▶ WHAT TO WORK ON
Can you reproduce every one of the records below word for word, leaving the pictures out of your answer?

▶ RECORDS SUPPLIED
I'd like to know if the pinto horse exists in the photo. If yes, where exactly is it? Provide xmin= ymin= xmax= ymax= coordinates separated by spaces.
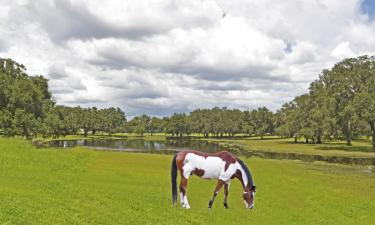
xmin=171 ymin=151 xmax=255 ymax=209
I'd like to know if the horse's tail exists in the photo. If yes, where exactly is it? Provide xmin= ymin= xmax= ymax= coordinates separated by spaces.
xmin=171 ymin=154 xmax=177 ymax=205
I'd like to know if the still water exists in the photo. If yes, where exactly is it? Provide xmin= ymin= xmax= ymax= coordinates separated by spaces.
xmin=42 ymin=139 xmax=224 ymax=152
xmin=36 ymin=139 xmax=375 ymax=166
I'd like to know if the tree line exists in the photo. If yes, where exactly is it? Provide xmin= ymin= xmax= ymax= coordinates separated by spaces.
xmin=129 ymin=56 xmax=375 ymax=150
xmin=0 ymin=56 xmax=375 ymax=149
xmin=0 ymin=58 xmax=126 ymax=139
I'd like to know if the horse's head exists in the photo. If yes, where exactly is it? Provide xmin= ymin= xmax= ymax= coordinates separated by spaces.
xmin=243 ymin=186 xmax=255 ymax=209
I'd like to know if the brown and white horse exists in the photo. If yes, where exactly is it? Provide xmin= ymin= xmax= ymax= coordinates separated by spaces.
xmin=171 ymin=150 xmax=255 ymax=209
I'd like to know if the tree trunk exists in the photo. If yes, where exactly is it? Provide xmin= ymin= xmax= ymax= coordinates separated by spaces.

▶ SOLVED PROBLEM
I'd like to know if the pinto horse exists in the photo. If yes, where exactly is it? Provide xmin= ymin= xmax= ymax= coordinates separated by spaces.
xmin=171 ymin=151 xmax=255 ymax=209
I'd like to know if the horse's tail exists in the photo. If yes, where exactly is it? Provide xmin= ymin= xmax= ymax= coordinates separated by spaces.
xmin=171 ymin=154 xmax=177 ymax=205
I'd like to know if the still water exists in the photo. If yes, where exactly is it? Provide xmin= ymin= xmax= ymax= coordinates separated by spaces.
xmin=42 ymin=139 xmax=224 ymax=152
xmin=36 ymin=139 xmax=375 ymax=166
I'd like to know if the tree line exists in the photo. If yes, where exactly is it? Provide xmin= ymin= xmax= ymax= coordinates separated by spaces.
xmin=129 ymin=56 xmax=375 ymax=150
xmin=0 ymin=56 xmax=375 ymax=149
xmin=0 ymin=58 xmax=126 ymax=139
I'd like to know if the horse's head exists in the photo. If yes, where exactly is it? Provide xmin= ymin= xmax= ymax= coordinates separated by spaces.
xmin=243 ymin=186 xmax=255 ymax=209
I'd like to know if the brown and white horse exists in the photo. If yes, where exactly is it? Provide xmin= ymin= xmax= ymax= coordinates separated by spaces.
xmin=171 ymin=150 xmax=255 ymax=209
I'd like to know if the tree trunk exists in the photo. If yes, where exactly is it? Provide xmin= ymin= xmax= ymax= coordinates separated by spaces.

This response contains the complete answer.